• TAREFAS
1. Segundo o texto sobre a liberdade e a entrega, o que significa amar?
2. Retome o texto sobre a liberdade e a entrega e prossiga-o a partir da sua última frase.

• TEXTO CITADO

········

Desapareceu a liberdade?
Garanto-vos que então é mais activa do que
nunca, porque o amor não se contenta com um cumprimento rotineiro, nem se coaduna
com o fastio e a apatia.
Amar
significa recomeçar todos os dias a servir, com obras de carinho.
Insisto, e gostaria de gravá-lo a fogo em
cada um: a liberdade e a entrega não se contradizem; apoiam-se mutuamente.
A
liberdade só se pode entregar por amor; não concebo outra espécie de
desprendimento.
Não
é um jogo de palavras mais ou menos acertado.
Na
entrega voluntária, em cada instante dessa dedicação, a liberdade renova o amor
e renovar-se é ser continuamente jovem, generoso, capaz de grandes ideais e de
grandes sacrifícios.

········

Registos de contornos
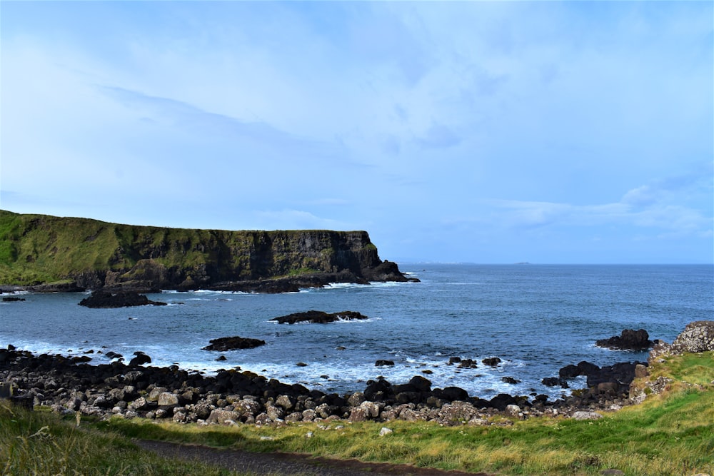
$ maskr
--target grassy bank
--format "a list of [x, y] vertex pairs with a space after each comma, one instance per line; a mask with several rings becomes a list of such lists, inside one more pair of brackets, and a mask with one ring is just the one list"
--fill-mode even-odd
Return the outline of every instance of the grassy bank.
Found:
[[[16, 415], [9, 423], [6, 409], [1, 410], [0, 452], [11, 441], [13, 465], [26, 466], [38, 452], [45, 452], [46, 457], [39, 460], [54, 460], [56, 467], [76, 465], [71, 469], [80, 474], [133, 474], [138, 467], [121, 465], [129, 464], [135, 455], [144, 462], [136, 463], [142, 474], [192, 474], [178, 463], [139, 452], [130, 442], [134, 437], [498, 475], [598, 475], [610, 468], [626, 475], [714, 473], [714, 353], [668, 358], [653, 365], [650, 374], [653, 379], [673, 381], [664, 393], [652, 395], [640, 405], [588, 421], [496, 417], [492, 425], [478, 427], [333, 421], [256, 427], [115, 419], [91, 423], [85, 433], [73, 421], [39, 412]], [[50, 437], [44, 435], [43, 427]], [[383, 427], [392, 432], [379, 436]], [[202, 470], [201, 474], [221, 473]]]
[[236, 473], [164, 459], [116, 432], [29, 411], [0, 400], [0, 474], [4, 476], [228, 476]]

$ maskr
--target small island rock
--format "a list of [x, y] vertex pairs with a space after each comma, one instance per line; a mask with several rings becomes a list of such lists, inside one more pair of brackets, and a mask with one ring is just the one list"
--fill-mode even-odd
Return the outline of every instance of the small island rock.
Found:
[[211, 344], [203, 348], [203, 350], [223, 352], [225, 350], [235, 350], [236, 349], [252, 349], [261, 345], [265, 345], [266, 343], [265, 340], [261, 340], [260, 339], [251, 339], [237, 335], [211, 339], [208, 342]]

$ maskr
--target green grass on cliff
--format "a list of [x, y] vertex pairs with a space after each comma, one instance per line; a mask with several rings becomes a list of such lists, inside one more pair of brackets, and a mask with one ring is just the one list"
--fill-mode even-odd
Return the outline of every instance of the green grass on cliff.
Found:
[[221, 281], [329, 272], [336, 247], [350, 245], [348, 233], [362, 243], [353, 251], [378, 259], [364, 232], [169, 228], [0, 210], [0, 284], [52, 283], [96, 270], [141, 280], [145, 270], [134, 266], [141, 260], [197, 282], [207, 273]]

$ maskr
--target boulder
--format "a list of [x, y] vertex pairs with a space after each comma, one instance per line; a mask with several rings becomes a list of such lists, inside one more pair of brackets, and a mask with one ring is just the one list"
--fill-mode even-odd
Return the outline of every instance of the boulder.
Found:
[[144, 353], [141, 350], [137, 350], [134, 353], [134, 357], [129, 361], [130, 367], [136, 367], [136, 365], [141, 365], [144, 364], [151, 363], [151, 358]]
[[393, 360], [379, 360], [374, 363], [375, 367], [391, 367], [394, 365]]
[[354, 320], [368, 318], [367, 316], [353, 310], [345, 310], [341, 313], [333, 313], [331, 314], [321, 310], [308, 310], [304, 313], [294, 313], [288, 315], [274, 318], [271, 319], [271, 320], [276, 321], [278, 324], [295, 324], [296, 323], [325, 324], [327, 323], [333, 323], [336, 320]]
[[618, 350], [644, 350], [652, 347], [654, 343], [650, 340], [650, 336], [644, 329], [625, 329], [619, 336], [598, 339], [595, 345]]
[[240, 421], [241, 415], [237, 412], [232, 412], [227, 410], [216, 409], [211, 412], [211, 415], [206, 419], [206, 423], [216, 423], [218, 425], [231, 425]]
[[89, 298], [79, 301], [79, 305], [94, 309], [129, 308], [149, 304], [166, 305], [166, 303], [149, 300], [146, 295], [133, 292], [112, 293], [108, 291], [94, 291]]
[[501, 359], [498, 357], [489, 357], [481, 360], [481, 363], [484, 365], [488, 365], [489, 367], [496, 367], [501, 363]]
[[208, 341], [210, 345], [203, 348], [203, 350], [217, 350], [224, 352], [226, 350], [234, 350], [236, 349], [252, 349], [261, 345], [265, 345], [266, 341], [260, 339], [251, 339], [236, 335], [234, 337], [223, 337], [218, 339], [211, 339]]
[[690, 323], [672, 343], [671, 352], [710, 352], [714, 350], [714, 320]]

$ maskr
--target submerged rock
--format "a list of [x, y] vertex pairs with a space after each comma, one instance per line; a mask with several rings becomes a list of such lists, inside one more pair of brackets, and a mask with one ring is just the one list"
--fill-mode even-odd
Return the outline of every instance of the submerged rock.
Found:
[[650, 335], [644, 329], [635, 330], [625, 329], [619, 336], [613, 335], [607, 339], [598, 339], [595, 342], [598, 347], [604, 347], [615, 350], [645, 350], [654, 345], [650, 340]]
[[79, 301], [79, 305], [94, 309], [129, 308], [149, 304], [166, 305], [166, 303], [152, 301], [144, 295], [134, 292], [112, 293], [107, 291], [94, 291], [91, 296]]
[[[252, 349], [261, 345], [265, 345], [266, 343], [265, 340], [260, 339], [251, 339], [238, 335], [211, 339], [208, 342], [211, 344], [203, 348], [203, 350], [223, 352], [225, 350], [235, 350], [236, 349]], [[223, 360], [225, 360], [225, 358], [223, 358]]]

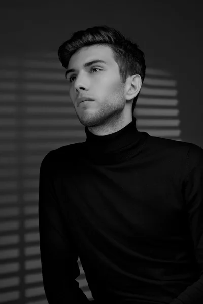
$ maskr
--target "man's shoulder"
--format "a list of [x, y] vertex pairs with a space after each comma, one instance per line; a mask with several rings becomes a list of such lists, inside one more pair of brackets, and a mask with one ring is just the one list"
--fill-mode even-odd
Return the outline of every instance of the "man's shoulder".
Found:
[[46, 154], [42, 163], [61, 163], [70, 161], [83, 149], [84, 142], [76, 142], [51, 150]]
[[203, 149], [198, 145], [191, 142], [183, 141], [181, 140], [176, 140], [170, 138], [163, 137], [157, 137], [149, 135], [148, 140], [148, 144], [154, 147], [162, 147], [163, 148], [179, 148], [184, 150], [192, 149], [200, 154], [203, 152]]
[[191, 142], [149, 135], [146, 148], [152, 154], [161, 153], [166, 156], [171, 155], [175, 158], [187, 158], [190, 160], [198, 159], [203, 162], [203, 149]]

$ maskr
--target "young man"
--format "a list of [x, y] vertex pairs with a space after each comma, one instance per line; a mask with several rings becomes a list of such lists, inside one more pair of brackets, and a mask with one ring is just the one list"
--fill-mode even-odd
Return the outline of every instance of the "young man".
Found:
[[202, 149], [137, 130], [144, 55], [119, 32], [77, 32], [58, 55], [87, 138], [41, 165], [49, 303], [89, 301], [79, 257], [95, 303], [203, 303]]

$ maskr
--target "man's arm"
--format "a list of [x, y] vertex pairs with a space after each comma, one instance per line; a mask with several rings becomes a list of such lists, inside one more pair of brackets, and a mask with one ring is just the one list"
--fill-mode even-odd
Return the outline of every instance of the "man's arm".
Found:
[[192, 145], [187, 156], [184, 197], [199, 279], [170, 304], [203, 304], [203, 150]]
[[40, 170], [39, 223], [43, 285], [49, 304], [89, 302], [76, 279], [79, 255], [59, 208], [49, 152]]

········

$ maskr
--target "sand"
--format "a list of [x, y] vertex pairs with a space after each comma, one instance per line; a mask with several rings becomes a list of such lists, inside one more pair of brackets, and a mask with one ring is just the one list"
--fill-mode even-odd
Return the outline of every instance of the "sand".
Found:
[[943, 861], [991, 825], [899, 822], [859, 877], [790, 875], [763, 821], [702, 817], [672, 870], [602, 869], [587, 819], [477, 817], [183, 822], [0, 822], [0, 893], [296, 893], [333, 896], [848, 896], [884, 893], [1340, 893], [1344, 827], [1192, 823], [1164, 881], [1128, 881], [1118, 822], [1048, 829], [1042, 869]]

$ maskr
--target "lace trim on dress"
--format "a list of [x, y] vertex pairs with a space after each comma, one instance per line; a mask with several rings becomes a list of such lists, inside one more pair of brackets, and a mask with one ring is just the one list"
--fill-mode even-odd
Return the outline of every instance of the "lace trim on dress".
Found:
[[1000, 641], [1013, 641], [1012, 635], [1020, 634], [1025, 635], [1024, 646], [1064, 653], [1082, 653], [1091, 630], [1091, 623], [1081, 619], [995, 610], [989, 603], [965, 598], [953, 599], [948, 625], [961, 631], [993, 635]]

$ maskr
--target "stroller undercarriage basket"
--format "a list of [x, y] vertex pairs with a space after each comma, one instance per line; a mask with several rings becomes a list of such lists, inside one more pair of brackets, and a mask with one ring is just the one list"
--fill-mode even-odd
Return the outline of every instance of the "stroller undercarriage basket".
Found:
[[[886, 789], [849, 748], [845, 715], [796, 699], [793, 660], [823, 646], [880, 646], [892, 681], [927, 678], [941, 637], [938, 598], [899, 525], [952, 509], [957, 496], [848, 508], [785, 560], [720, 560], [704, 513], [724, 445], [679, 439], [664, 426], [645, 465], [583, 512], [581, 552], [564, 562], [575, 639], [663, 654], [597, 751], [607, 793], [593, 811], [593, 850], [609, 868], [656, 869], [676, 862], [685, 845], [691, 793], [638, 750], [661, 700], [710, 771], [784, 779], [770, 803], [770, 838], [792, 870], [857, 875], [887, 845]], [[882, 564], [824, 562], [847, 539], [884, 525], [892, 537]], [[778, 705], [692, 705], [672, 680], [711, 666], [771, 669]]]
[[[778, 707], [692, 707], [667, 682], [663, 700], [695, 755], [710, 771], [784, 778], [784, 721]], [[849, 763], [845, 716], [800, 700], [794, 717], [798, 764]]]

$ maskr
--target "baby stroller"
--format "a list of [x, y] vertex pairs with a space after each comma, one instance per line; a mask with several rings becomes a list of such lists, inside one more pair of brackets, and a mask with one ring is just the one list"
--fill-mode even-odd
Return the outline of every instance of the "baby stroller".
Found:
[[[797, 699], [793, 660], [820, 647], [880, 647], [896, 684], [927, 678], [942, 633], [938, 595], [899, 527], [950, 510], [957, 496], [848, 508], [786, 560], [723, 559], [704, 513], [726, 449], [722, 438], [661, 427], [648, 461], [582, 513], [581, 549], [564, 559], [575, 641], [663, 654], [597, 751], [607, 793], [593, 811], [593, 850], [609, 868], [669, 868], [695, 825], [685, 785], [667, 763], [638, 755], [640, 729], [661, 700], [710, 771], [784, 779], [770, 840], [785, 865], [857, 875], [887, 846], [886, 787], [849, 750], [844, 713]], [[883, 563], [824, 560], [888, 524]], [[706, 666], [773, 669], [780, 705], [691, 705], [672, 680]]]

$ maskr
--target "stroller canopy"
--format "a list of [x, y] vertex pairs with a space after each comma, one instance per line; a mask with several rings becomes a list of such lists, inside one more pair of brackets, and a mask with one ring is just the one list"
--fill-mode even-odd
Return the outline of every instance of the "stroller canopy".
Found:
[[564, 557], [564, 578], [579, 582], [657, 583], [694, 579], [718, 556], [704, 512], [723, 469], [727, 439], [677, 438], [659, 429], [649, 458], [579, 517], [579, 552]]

········

• RESPOSTAS POR TAREFA
1. Amar significa recomeçar todos os dias a servir, com obras de carinho.

2.
Lembro-me
que tive uma grande alegria quando soube que em português chamam aos jovens os
novos.
E
são isso.
Conto-vos
isto, porque já tenho muitos anos, mas quando rezo junto do altar ao Deus que
enche de alegria a minha juventude, sinto-me muito jovem e sei que nunca me
hei-de considerar velho, porque, se permanecer fiel ao meu Deus.
O Amor vivificar-me-á continuamente.
A minha juventude renovar-se-á como a da
águia.
Por amor à liberdade nos prendemos.
Só
a soberba sente nesses laços o peso de uma cadeia.
A
verdadeira humildade, que nos é ensinada por Aquele que é manso e humilde de
coração, mostra-nos que o seu jugo é suave e a sua carga leve: o jugo é a
liberdade; o jugo é o amor; o jugo é a unidade; o jugo é a vida que Ele ganhou
para nós na Cruz.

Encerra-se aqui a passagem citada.